December 14, 2005

Beware Dictators Bearing Oil IV

Carroll Andrew Morse

Senator Jack Reed and Senator Lincoln Chafee have helped broker a deal to bring heating oil assistance supplied by Venezuelan autocrat Hugo Chavez. Senator Reed has no problem doing business with Chavez because he believes the deal is not political. According to John E. Mulligan in the Projo

Sen. Jack Reed has minimized the controversy, saying that the first associaton many people have with Citgo is the company's sign near Fenway Park in Boston.
Citgo is a subsidiary of Venezuela's state-run oil company.

From what the Projo presents, Senator Chafee goes further in justifying dealing with Chavez. Chafee blames America first…

Sen. Lincoln D. Chafee said he can understand why Chavez believes he has not been accorded respect by the Bush administration. Chafee said Mr. Bush should invite Chavez to the Oval Office for a meeting. Noting that Chavez has ties to Cuban President Fidel Castro, Chafee partly attributed the bad blood between the two governments to Mr. Bush's desire to pander to Cuban-Amercans in Florida before the 2004 election.

● SET TASK:
Continue the blog post about the Venezuelan heating oil deal, beginning after its final sentence.

Dataset rows on where objects appear:
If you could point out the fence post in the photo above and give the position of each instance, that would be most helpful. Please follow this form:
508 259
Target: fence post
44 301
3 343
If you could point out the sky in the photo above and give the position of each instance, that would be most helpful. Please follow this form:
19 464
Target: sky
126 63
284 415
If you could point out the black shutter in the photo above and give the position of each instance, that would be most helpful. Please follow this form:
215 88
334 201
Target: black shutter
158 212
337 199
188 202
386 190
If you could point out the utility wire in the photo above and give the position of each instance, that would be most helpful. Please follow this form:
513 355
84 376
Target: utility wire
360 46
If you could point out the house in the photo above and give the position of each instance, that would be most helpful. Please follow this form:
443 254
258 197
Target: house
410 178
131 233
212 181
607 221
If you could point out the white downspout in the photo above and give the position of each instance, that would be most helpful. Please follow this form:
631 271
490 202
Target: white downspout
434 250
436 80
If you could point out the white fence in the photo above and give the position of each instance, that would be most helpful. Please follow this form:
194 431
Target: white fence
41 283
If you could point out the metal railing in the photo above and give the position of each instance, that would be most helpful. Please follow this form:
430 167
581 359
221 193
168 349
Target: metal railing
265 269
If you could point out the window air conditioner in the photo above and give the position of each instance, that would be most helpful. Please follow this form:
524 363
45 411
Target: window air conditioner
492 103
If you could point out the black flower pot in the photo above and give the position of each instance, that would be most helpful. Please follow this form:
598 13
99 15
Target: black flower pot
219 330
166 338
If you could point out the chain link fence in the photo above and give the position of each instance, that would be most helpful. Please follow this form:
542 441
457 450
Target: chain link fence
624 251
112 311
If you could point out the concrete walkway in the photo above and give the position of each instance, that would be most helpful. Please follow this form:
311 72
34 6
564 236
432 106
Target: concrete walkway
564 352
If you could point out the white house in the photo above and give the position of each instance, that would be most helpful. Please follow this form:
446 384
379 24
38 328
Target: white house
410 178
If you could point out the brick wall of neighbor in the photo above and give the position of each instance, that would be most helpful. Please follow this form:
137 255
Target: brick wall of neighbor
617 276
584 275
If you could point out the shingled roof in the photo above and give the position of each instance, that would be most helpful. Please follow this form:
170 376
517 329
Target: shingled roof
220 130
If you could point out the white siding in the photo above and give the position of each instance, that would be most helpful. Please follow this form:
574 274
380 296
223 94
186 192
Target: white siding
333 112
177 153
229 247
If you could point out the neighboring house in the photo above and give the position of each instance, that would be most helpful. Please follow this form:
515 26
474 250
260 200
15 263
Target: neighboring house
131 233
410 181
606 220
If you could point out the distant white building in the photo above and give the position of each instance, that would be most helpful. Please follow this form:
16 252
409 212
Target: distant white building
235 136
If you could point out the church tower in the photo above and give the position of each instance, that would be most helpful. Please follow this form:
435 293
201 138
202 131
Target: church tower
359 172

● ANSWER TO THIS PROBLEM:
If Senator Chafee thinks that Chavez bears any responsibility for strained US-Venezuela relations, the Projo does not mention it.

Supporters of the assistance program point out, reasonably, that it is unfair to single out the Chavez government for vilification. America does business with lots of bad characters to keep the oil flowing. The world’s largest oil producer, Saudi Arabia, is not exactly a bastion of civil liberties.

But no one pretends that Saudi Arabia is a liberal democracy. President Bush himself has called for political reform in Saudi Arabia. Here is President Bush speaking before the National Endowment for Democracy this past October…

By standing for the hope and freedom of others we make our own freedom more secure.

America is making this stand in practical ways. We're encouraging our friends in the Middle East, including Egypt and Saudi Arabia, to take the path of reform, to strengthen their own societies in the fight against terror by respecting the rights and choices of their own people.

As the President is willing to challenge the Saudi government about its need to respect the rights and choices of its people, are Senators Reed and Chafee willing to challenge the Venezuelan government to respect the rights and choices of its people? Ironcially, the chain of events leading to the oil assistance deal provides a perfect context in which to do so....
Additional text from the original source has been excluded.